### ASSIGNED TASK
Locate every line in the records below that holds the word "instance" and return each one.

Saved data entries:

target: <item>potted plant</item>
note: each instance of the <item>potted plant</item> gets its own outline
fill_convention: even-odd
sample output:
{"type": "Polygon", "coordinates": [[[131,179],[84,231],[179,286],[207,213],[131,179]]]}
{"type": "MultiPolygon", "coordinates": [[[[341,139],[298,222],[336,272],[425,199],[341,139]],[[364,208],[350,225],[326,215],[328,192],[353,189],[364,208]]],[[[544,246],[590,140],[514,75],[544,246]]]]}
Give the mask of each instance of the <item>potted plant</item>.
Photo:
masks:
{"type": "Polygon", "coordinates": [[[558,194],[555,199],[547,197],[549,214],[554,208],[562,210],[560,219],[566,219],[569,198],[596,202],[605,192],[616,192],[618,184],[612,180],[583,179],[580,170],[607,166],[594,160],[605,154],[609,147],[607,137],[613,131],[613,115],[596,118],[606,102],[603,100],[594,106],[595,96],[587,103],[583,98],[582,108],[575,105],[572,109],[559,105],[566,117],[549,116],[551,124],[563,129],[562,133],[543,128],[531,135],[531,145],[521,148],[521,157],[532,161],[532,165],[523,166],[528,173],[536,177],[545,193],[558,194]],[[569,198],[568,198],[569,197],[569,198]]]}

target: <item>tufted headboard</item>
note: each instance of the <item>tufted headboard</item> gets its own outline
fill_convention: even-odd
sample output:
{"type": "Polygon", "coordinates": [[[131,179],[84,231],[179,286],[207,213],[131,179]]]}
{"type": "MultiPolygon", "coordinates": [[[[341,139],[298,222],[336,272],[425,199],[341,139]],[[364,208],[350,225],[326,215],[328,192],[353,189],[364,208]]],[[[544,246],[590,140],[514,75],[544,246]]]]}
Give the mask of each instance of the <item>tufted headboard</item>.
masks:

### WRITTEN SOLUTION
note: each instance of the <item>potted plant</item> gets its own outline
Give the mask of each instance of the <item>potted plant</item>.
note: each instance of the <item>tufted headboard</item> gets its own outline
Give the mask of each instance of the <item>tufted headboard</item>.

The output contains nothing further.